**What you should do**
Output all the records word for word. Drop the pictures.

|---|

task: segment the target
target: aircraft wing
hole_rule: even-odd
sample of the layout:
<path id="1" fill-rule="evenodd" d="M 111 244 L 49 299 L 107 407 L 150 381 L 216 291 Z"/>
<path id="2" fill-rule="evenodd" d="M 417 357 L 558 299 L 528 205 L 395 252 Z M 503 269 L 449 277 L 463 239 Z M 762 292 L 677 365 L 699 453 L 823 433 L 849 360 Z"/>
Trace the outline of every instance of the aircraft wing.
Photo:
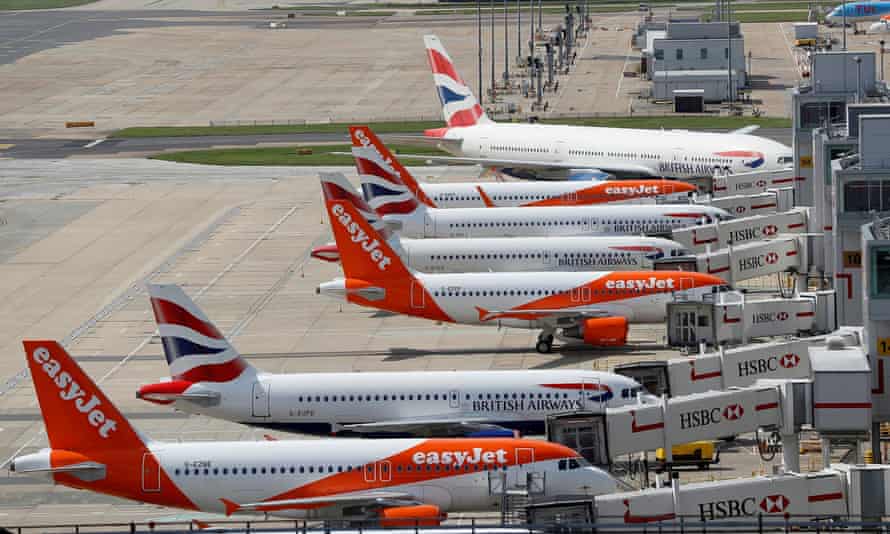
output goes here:
<path id="1" fill-rule="evenodd" d="M 271 512 L 276 510 L 300 509 L 307 506 L 318 507 L 325 505 L 366 504 L 385 506 L 407 506 L 418 504 L 417 500 L 409 493 L 398 491 L 365 491 L 344 495 L 322 495 L 318 497 L 304 497 L 300 499 L 282 499 L 278 501 L 261 501 L 252 503 L 236 503 L 229 499 L 220 499 L 226 507 L 226 515 L 235 512 Z"/>
<path id="2" fill-rule="evenodd" d="M 748 126 L 744 126 L 737 130 L 732 130 L 729 133 L 738 134 L 738 135 L 746 135 L 746 134 L 752 133 L 754 130 L 757 130 L 758 128 L 760 128 L 759 124 L 749 124 Z"/>
<path id="3" fill-rule="evenodd" d="M 386 134 L 382 135 L 387 143 L 397 143 L 408 146 L 438 148 L 452 154 L 460 153 L 462 139 L 445 139 L 443 137 L 427 137 L 425 135 L 399 135 Z M 399 156 L 401 157 L 401 155 Z"/>
<path id="4" fill-rule="evenodd" d="M 644 165 L 595 165 L 585 167 L 577 163 L 563 163 L 558 161 L 534 161 L 534 160 L 512 160 L 512 159 L 496 159 L 496 158 L 471 158 L 463 156 L 438 156 L 431 154 L 399 154 L 400 158 L 415 158 L 429 160 L 441 163 L 463 163 L 471 165 L 481 165 L 483 167 L 512 167 L 518 169 L 539 169 L 539 170 L 570 170 L 595 168 L 599 171 L 608 173 L 629 174 L 634 176 L 656 176 L 656 173 L 649 167 Z"/>
<path id="5" fill-rule="evenodd" d="M 508 414 L 498 416 L 497 419 L 503 420 L 511 417 Z M 460 414 L 449 414 L 441 416 L 428 417 L 410 417 L 395 421 L 374 421 L 373 423 L 357 423 L 352 425 L 343 425 L 344 430 L 351 430 L 362 434 L 374 432 L 391 432 L 404 433 L 413 436 L 449 436 L 460 437 L 475 434 L 475 437 L 485 434 L 489 436 L 512 436 L 514 433 L 508 428 L 499 425 L 486 423 L 492 417 L 467 416 Z"/>
<path id="6" fill-rule="evenodd" d="M 564 325 L 570 322 L 577 322 L 580 319 L 588 319 L 593 317 L 609 317 L 615 315 L 614 310 L 604 310 L 602 308 L 573 308 L 566 309 L 528 309 L 528 310 L 486 310 L 476 307 L 479 312 L 481 321 L 496 321 L 498 319 L 520 319 L 520 320 L 552 320 L 554 325 Z"/>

|---|

**Exercise result**
task: segment the target
target: aircraft wing
hole_rule: even-odd
sample of the layout:
<path id="1" fill-rule="evenodd" d="M 111 244 L 49 299 L 107 407 L 150 381 L 216 291 Z"/>
<path id="2" fill-rule="evenodd" d="M 417 357 L 558 299 L 528 205 L 395 252 Z M 503 269 L 449 277 L 463 239 Z M 762 292 L 677 365 L 699 453 L 823 433 L 849 360 Z"/>
Trace the outline of every instance of the aircraft wing.
Photo:
output goes here:
<path id="1" fill-rule="evenodd" d="M 271 512 L 276 510 L 300 509 L 307 506 L 318 507 L 325 505 L 366 504 L 385 506 L 407 506 L 418 504 L 417 500 L 409 493 L 398 491 L 365 491 L 344 495 L 322 495 L 318 497 L 304 497 L 300 499 L 282 499 L 278 501 L 261 501 L 252 503 L 236 503 L 229 499 L 220 499 L 226 507 L 226 515 L 235 512 Z"/>
<path id="2" fill-rule="evenodd" d="M 748 126 L 744 126 L 737 130 L 732 130 L 729 133 L 738 134 L 738 135 L 746 135 L 746 134 L 752 133 L 754 130 L 757 130 L 758 128 L 760 128 L 759 124 L 749 124 Z"/>
<path id="3" fill-rule="evenodd" d="M 386 134 L 382 135 L 387 143 L 397 143 L 408 146 L 438 148 L 452 154 L 460 153 L 462 139 L 445 139 L 443 137 L 427 137 L 425 135 L 399 135 Z M 399 156 L 401 157 L 401 155 Z"/>
<path id="4" fill-rule="evenodd" d="M 644 165 L 595 165 L 585 167 L 577 163 L 563 163 L 558 161 L 534 161 L 534 160 L 512 160 L 512 159 L 496 159 L 496 158 L 471 158 L 463 156 L 438 156 L 431 154 L 399 154 L 400 158 L 415 158 L 429 160 L 441 163 L 463 163 L 471 165 L 481 165 L 483 167 L 512 167 L 518 169 L 539 169 L 539 170 L 570 170 L 595 168 L 599 171 L 608 173 L 629 174 L 634 176 L 656 176 L 656 173 L 649 167 Z"/>
<path id="5" fill-rule="evenodd" d="M 508 414 L 498 416 L 497 419 L 503 420 L 511 417 Z M 460 414 L 449 414 L 441 416 L 428 417 L 410 417 L 395 421 L 374 421 L 373 423 L 357 423 L 352 425 L 343 425 L 344 430 L 351 430 L 362 434 L 374 432 L 391 432 L 404 433 L 413 436 L 449 436 L 460 437 L 475 434 L 475 437 L 485 434 L 489 436 L 512 436 L 514 433 L 508 428 L 499 425 L 486 423 L 492 417 L 467 416 Z"/>
<path id="6" fill-rule="evenodd" d="M 564 325 L 570 322 L 577 322 L 580 319 L 588 319 L 593 317 L 609 317 L 615 315 L 614 310 L 604 310 L 602 308 L 573 308 L 566 309 L 528 309 L 528 310 L 486 310 L 476 307 L 479 312 L 481 321 L 496 321 L 498 319 L 520 319 L 520 320 L 552 320 L 554 325 Z"/>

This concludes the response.